[Records from a data source]
------------------------------
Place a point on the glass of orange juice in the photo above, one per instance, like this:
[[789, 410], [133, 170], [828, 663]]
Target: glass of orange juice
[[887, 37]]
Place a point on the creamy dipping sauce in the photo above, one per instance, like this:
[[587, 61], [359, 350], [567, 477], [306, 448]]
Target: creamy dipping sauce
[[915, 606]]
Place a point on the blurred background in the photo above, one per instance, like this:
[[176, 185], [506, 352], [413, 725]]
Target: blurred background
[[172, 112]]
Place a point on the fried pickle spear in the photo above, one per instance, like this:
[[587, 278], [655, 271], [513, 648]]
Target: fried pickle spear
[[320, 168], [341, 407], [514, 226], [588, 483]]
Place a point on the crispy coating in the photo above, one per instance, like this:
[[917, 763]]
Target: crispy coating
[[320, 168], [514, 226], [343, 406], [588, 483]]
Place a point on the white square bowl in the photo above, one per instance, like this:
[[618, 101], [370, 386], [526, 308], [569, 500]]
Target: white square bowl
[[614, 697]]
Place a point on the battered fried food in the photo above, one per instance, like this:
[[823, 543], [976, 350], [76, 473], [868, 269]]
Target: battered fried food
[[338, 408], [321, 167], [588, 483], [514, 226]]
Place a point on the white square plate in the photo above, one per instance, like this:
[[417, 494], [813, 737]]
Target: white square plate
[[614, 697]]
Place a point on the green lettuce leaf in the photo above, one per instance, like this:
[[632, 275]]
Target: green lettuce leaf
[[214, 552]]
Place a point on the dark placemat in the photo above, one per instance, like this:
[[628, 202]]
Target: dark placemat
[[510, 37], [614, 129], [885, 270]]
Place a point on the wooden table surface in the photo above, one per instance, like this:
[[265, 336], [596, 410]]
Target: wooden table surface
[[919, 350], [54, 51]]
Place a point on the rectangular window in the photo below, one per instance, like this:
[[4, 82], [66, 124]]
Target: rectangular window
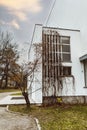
[[56, 49], [65, 48]]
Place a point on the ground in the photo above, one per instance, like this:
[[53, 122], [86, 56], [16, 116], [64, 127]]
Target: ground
[[11, 121]]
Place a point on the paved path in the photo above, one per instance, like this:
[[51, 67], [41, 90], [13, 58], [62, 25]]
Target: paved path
[[11, 121]]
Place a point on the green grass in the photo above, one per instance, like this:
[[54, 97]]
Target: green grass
[[8, 90], [16, 94], [57, 118]]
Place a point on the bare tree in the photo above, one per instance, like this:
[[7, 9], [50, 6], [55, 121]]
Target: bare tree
[[8, 58]]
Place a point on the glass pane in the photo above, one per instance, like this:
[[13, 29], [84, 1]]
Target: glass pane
[[65, 39], [66, 70], [66, 48], [66, 57]]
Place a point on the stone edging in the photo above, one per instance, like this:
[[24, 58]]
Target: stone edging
[[36, 120], [37, 123]]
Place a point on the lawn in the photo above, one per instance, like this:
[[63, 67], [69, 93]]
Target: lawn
[[8, 90], [59, 117]]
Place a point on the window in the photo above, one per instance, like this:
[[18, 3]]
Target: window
[[65, 48], [56, 49], [67, 71]]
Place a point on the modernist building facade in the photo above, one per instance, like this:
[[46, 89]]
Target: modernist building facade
[[62, 70]]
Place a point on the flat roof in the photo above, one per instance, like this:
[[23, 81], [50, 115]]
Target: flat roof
[[62, 28]]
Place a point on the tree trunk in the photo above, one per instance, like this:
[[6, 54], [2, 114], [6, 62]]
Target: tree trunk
[[25, 94]]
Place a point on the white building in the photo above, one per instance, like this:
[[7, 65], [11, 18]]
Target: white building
[[63, 66]]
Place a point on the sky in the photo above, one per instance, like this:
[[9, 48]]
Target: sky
[[19, 17]]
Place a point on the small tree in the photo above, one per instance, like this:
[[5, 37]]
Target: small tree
[[8, 58]]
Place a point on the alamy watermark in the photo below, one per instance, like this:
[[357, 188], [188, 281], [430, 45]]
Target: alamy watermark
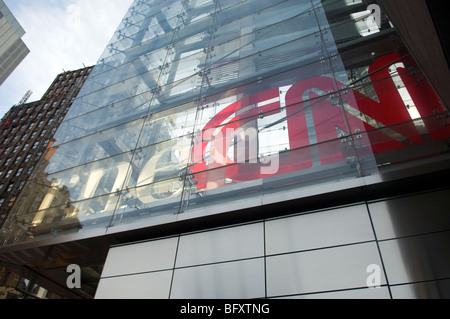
[[74, 279]]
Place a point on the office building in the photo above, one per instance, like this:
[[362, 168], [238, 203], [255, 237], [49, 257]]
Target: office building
[[27, 132], [249, 149], [12, 49]]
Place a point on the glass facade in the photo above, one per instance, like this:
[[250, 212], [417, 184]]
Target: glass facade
[[196, 103]]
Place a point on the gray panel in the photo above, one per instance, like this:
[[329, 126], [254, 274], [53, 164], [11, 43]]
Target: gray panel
[[322, 270], [234, 280], [154, 285], [142, 257], [417, 258], [221, 245], [334, 227], [427, 290], [368, 293], [411, 215]]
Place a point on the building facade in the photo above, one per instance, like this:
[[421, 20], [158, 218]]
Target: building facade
[[246, 149], [27, 132], [12, 49]]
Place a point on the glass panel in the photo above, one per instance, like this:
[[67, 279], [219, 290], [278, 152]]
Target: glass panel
[[322, 270], [154, 285], [418, 258], [426, 290], [233, 280], [108, 143], [424, 214], [221, 245], [141, 257], [357, 294], [318, 230]]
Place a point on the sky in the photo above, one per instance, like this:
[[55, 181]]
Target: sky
[[62, 35]]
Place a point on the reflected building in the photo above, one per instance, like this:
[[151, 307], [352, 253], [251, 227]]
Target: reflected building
[[12, 49], [251, 144]]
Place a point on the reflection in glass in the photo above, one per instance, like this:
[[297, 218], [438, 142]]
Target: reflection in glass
[[195, 103]]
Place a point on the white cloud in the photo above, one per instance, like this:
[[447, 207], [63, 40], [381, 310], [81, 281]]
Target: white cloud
[[61, 35]]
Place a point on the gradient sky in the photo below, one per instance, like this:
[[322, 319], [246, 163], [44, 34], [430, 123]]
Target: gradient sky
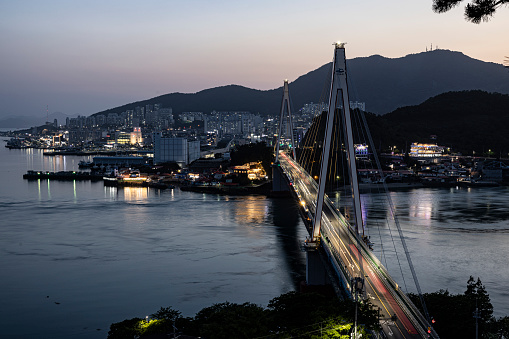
[[81, 57]]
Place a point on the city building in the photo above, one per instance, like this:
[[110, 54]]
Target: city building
[[178, 150]]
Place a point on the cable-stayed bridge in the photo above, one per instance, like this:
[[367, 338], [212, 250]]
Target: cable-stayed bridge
[[338, 252]]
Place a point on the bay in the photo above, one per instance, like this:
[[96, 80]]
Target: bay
[[77, 256]]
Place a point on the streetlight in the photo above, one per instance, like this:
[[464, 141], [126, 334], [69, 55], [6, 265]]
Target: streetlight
[[357, 286]]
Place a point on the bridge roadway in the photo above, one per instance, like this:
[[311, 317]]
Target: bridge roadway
[[351, 258]]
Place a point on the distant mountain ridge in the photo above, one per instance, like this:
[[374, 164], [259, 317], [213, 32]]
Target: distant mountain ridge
[[467, 121], [384, 84]]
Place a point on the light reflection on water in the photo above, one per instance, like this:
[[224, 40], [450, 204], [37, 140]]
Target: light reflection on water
[[105, 254], [108, 254], [450, 233]]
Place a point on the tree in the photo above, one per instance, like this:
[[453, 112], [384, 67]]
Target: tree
[[479, 298], [476, 11], [229, 320]]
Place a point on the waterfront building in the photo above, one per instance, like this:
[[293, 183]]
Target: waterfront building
[[179, 150], [136, 136], [120, 161], [122, 138]]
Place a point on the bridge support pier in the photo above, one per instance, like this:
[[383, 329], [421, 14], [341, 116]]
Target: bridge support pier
[[316, 274], [279, 180]]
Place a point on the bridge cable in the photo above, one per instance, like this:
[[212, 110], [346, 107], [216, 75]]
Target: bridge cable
[[398, 226]]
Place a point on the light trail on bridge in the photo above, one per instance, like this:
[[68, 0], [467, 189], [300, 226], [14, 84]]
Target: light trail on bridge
[[350, 258]]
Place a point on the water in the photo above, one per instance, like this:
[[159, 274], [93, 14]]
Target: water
[[77, 256]]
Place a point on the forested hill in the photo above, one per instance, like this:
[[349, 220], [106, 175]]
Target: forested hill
[[384, 84], [467, 121]]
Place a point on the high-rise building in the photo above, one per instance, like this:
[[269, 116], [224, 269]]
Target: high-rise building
[[179, 150]]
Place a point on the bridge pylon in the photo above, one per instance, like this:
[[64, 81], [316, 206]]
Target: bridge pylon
[[338, 102], [285, 107], [279, 183]]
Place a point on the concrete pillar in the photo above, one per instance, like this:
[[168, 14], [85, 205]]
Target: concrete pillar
[[316, 273]]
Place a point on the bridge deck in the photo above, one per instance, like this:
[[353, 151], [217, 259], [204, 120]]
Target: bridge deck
[[351, 258]]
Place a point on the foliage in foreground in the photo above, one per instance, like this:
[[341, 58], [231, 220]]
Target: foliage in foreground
[[293, 314], [454, 313]]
------------------------------
> **What you have to do**
Pull out the lines of the material above from the one containing "Place a point on the waterfront" through the one containing "[[179, 150], [136, 136], [120, 161], [122, 138]]", both included, and reproduce them unchanged.

> **Completed task**
Place a point on the waterfront building in the photo above, one per instance, like this:
[[293, 183]]
Target: waterfront building
[[179, 150], [136, 136], [120, 161], [122, 138]]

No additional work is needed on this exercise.